Copy out every line of the records below, requests included, but leave out the pictures. In each answer, multiply every x and y pixel coordinate by 2.1 and round to the nearest whole number, with halves rounding up; leave all numbers in the requests unchanged.
Start Extracted information
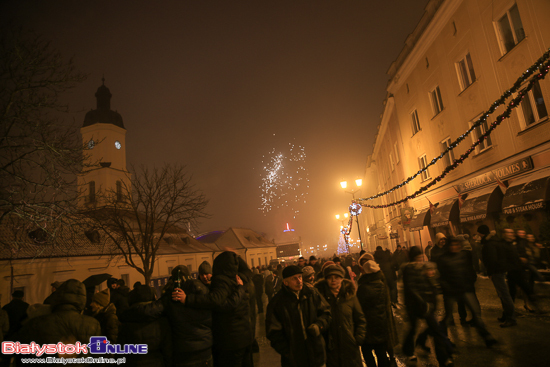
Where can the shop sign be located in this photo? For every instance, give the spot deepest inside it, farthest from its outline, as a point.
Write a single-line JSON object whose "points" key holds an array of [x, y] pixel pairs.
{"points": [[524, 208], [406, 216], [503, 173]]}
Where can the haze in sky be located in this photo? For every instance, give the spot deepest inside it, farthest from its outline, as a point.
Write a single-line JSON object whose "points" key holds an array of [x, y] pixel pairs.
{"points": [[223, 86]]}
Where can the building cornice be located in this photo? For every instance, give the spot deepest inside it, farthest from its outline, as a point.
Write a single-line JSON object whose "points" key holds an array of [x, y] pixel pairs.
{"points": [[432, 31]]}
End Extracted information
> Result:
Where can the shop sign be located in this photo? For every instance, give the spot deepest inside it, farthest from its outline, as a point.
Write a single-line JSON object whose "points" key holds an array of [x, y] pixel pairs.
{"points": [[1100, 437], [853, 454], [1056, 363]]}
Where can the haze in sky be located in this photo? For every instance, give the spot deepest inside it, farthest from its outline, as a point.
Write a single-line JSON object whose "points" key holds an array of [x, y] pixel pairs.
{"points": [[468, 181]]}
Where can the building cornice be located in this photo? For every instance, give the spot deepest inside it, farthest from its outline, as a point.
Write a single-line JSON object whose "points" key holds an array of [x, y] pixel pairs.
{"points": [[907, 65]]}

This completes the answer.